— THE TASK —
Look below for the line containing "Annotation task — locate each instance of the green field". Output it and each remaining line of the entries exactly, and nothing else.

— EXTRACTED DATA —

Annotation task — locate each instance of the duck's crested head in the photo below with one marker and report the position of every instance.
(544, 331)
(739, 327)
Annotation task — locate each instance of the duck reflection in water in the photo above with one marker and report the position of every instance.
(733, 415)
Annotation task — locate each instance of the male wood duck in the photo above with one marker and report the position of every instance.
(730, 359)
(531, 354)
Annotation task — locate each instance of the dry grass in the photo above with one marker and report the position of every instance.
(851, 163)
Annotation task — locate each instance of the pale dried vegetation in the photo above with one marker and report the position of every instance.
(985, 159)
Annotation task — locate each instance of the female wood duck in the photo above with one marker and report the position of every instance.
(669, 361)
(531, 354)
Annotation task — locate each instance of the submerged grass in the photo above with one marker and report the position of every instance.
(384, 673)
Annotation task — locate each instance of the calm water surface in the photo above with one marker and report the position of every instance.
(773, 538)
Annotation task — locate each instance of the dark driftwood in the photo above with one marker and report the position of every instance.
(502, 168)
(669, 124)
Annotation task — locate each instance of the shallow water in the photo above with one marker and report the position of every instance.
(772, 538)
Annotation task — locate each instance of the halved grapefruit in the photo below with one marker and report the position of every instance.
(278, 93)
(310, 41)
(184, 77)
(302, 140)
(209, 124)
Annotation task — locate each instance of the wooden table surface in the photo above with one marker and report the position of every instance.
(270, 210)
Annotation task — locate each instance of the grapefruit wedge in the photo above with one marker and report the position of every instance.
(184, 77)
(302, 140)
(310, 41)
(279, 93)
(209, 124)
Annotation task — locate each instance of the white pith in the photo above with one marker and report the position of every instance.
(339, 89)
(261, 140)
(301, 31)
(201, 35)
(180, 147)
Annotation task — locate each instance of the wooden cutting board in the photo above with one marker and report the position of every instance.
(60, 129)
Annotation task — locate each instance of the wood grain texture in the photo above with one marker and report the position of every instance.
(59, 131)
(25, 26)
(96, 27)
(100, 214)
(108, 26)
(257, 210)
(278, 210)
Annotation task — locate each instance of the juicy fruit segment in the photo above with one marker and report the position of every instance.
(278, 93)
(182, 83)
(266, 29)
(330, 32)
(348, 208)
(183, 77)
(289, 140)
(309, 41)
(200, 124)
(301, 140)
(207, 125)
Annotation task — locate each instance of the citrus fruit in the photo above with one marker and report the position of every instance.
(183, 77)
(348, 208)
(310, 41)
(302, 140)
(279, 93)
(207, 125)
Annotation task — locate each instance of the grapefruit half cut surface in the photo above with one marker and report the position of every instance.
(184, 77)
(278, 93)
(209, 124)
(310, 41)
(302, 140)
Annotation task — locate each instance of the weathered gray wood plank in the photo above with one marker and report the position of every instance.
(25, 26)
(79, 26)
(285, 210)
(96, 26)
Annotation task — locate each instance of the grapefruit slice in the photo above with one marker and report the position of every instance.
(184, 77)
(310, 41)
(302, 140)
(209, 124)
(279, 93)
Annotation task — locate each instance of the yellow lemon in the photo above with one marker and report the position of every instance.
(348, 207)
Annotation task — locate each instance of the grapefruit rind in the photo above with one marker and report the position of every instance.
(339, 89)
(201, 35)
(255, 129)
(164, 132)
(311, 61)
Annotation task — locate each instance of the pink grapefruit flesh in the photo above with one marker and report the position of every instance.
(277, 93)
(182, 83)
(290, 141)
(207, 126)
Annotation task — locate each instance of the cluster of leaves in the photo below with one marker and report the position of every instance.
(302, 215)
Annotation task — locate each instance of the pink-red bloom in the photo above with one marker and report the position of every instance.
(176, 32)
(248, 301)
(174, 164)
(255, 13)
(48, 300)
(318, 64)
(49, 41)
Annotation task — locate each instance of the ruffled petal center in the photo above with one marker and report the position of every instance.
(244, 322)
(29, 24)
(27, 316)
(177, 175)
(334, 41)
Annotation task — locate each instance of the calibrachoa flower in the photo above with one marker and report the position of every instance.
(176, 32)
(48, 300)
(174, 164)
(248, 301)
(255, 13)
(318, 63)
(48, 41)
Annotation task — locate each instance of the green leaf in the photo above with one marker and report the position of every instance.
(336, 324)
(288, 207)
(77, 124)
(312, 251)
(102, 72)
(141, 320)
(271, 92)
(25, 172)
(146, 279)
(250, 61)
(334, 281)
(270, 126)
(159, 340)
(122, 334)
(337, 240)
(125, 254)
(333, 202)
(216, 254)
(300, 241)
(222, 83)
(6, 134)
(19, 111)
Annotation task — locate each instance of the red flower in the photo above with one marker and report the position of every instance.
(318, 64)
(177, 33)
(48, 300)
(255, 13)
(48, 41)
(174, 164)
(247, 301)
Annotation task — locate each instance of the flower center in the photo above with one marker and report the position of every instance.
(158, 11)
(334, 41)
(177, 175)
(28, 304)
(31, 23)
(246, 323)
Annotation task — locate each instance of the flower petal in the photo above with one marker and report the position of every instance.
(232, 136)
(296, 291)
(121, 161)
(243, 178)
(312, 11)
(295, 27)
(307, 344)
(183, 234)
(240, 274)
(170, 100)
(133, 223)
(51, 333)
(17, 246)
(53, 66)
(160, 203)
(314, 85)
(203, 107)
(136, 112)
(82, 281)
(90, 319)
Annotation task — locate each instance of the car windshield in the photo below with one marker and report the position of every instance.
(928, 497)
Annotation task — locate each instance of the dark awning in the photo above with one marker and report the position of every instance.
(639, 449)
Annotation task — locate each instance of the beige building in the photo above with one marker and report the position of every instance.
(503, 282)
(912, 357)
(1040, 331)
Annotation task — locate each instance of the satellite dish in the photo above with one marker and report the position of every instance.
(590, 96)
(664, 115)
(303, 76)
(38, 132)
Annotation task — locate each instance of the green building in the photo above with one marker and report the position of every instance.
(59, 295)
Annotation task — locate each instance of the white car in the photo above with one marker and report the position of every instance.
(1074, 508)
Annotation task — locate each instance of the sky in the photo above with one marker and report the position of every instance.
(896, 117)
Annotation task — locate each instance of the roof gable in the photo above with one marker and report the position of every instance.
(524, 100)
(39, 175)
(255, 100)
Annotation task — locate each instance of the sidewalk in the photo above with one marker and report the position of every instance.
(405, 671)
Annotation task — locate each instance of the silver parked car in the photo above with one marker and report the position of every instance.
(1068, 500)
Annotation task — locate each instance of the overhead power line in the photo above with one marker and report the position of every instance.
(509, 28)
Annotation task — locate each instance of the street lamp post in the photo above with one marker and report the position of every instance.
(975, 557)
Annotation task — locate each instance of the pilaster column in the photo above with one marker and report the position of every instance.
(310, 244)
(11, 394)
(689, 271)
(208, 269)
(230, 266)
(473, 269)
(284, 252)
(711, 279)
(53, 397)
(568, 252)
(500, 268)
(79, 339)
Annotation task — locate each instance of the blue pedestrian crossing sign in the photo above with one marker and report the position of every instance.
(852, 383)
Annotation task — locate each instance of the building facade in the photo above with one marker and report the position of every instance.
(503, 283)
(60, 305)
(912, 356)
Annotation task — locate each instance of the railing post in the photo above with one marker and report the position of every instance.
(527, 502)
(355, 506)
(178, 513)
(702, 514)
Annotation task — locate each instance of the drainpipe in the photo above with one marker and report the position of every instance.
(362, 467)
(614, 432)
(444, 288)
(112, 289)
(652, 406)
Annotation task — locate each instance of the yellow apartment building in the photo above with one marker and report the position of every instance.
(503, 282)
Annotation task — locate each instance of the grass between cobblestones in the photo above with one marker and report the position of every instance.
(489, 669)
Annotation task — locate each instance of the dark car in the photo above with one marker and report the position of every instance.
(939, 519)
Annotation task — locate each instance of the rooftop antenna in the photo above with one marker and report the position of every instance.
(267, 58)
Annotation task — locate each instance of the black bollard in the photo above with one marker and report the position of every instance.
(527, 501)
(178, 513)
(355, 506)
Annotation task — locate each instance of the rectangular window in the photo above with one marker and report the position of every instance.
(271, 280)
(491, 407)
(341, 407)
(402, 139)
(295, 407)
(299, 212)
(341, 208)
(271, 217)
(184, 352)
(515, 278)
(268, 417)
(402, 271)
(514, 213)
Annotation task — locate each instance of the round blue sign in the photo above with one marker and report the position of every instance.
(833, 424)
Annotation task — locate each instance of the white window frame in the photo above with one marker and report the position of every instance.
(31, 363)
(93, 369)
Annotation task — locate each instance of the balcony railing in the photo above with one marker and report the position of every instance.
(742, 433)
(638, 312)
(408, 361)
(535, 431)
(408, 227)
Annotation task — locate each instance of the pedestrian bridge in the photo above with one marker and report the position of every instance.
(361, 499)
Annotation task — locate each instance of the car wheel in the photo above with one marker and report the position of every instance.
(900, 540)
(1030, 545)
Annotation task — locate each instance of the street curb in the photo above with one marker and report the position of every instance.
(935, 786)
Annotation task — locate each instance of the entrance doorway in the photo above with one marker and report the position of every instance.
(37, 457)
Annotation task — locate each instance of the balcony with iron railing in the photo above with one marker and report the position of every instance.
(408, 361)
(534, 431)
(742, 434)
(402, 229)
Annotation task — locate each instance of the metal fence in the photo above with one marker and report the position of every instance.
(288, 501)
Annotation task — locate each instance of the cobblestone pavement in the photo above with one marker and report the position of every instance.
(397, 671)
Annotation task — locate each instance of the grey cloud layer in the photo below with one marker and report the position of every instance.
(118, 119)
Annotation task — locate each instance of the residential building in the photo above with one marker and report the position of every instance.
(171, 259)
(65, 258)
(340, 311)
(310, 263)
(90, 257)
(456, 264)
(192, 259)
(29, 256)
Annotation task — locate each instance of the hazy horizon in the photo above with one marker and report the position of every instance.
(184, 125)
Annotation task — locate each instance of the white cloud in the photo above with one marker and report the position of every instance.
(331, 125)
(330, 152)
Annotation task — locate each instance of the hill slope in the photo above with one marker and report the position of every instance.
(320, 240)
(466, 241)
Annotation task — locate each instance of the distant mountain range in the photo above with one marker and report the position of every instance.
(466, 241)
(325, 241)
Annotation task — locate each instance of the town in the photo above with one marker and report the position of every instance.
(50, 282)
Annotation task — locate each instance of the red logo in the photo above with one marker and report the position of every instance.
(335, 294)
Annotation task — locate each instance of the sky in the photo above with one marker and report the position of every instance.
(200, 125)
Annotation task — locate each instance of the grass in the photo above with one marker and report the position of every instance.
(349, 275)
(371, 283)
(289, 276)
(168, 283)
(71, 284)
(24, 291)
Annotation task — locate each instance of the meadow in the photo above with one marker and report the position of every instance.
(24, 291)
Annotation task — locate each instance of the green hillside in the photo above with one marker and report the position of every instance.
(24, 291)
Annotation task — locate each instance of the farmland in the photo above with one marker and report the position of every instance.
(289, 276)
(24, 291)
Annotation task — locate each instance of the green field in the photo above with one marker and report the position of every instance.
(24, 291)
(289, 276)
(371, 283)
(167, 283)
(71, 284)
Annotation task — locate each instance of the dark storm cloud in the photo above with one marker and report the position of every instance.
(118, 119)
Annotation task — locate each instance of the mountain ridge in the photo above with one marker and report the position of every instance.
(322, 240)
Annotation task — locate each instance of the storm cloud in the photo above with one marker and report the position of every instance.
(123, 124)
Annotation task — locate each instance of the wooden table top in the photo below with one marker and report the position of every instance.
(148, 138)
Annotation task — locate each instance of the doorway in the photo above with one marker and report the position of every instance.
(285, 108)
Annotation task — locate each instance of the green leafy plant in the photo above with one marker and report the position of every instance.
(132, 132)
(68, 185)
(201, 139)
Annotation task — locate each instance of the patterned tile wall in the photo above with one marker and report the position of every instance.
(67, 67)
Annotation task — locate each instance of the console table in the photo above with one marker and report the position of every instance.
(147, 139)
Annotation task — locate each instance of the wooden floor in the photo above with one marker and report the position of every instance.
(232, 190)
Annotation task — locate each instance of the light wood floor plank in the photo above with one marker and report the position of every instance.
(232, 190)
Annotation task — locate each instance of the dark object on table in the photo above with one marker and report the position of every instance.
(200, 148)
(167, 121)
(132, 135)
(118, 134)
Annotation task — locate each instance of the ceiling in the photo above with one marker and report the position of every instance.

— CORRECT ANSWER —
Annotation task — locate each instance of the green field in the photo above with one marker and report the position of every instance.
(24, 291)
(289, 276)
(371, 283)
(167, 283)
(71, 284)
Annotation task — locate each instance of the dark storm cloud in the photo above with one marker and report the position of every instance.
(118, 119)
Annotation task — locate each instance of the mountain ridge in the photo above with one marker and report the position of every instance.
(322, 240)
Annotation task — locate each instance of the storm cloud in the photo above with one marker and report the position of every instance.
(123, 124)
Annotation task — locate each instance of the wooden table top in the photo below with one marker and report the position of every instance.
(148, 138)
Annotation task — locate each instance of the doorway in the photo above with one marker and report the position of every instance.
(285, 108)
Annotation task — locate each instance of the green leafy plant in the photo above with one marker and report the position of every instance.
(132, 132)
(68, 185)
(201, 139)
Annotation task — locate each instance of the patterned tile wall in the photo above with one marker and report the position of every instance.
(67, 67)
Annotation task — locate each instance of the console table in the photo above with one marker and report the position of every instance.
(147, 139)
Annotation task — locate each instance of the wooden floor in the photo above with one marker and report the position of every instance.
(232, 190)
Annotation task — locate each instance of the light wood floor plank in the photo above with one marker and report the position of every instance.
(232, 190)
Annotation task — locate each instance of the dark object on table in the photo above with one marker and report the position of every instance.
(200, 148)
(167, 121)
(132, 135)
(118, 134)
Annotation task — locate each instance of the ceiling in the photo above with one marker and report the position of every instance.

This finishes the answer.